The lines below that include the word "grave" are to be reported.

# [INPUT DATA]
+ + + + + + +

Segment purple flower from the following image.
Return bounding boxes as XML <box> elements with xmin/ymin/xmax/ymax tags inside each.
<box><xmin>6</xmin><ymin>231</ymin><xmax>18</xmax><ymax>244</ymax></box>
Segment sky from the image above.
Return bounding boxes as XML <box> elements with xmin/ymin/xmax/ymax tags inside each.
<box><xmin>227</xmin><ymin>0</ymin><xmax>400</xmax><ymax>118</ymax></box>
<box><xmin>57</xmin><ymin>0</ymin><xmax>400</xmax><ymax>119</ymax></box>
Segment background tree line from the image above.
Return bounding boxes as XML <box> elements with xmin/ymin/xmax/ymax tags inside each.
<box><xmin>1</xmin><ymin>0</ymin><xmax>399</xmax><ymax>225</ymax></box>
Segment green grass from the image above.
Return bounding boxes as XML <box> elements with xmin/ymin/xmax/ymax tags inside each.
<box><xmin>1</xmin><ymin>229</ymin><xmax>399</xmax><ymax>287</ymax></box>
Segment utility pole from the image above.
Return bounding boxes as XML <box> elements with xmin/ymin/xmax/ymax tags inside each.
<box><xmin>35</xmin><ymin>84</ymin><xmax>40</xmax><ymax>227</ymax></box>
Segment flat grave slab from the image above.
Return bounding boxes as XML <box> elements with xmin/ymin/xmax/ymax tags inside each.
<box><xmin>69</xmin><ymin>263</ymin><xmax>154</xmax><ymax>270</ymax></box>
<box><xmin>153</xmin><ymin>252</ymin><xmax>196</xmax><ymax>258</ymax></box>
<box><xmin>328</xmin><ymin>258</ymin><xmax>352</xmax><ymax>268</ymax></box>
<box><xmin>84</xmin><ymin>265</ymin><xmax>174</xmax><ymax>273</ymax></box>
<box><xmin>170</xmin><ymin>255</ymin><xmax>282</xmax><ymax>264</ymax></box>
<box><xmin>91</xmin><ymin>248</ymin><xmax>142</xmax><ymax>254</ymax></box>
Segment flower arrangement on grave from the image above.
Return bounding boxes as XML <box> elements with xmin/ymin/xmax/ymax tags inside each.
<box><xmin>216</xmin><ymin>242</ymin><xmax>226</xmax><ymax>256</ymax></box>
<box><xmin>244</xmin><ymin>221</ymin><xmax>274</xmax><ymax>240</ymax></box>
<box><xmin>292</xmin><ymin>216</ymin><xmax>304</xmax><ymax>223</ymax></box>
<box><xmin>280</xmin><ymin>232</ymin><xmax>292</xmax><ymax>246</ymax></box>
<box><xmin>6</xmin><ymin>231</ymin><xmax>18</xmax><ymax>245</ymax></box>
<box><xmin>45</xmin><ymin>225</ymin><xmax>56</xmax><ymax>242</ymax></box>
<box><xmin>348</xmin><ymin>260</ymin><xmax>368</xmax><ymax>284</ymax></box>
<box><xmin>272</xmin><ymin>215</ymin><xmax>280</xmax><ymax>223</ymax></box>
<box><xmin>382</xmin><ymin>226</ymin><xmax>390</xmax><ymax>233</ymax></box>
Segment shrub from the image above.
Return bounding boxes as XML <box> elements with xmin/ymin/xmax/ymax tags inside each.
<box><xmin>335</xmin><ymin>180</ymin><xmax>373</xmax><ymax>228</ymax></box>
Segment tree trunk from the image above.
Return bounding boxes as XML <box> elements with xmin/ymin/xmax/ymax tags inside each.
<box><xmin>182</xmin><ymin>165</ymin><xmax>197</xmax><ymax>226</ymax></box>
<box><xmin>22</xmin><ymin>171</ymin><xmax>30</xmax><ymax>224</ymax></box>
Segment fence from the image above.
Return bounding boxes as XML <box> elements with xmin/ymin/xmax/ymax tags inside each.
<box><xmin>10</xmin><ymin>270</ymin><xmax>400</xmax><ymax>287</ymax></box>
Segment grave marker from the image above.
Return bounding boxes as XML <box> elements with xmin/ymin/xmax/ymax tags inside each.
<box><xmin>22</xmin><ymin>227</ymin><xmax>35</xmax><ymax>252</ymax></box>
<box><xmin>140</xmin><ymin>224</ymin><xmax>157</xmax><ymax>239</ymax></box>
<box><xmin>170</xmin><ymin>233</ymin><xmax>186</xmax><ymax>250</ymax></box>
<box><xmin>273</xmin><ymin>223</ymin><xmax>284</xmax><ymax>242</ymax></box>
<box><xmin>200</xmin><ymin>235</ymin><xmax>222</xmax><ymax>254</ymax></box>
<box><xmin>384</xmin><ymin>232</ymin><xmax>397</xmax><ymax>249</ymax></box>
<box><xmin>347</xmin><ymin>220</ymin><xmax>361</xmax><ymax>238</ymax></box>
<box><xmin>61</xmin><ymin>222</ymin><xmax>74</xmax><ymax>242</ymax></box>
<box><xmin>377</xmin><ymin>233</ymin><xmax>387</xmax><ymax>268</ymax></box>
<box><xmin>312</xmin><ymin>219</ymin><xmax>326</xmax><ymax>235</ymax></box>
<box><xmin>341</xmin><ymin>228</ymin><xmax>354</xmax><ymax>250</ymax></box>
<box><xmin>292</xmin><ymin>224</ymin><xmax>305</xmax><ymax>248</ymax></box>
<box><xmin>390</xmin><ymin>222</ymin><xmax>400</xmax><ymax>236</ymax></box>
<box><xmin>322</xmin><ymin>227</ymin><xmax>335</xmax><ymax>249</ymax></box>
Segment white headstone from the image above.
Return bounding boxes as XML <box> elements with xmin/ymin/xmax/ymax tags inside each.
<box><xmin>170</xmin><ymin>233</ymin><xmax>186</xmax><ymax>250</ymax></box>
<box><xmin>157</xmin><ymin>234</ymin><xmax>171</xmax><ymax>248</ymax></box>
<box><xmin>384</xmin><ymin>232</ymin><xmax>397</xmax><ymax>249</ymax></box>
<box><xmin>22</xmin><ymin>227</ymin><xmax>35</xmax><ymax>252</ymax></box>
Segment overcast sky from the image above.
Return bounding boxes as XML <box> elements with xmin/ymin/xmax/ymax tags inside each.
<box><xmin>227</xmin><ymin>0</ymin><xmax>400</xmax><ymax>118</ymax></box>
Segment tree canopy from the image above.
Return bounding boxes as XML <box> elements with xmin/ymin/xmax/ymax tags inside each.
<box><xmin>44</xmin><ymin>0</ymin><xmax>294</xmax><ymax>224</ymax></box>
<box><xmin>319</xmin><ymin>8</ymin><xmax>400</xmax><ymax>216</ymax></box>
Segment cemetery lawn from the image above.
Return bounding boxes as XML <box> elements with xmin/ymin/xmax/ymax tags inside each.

+ + + + + + +

# [RESULT FOR THIS EXERCISE]
Segment flat grave slab from the image above.
Segment flower arrangement on grave from the image above.
Segment grave marker from the image above.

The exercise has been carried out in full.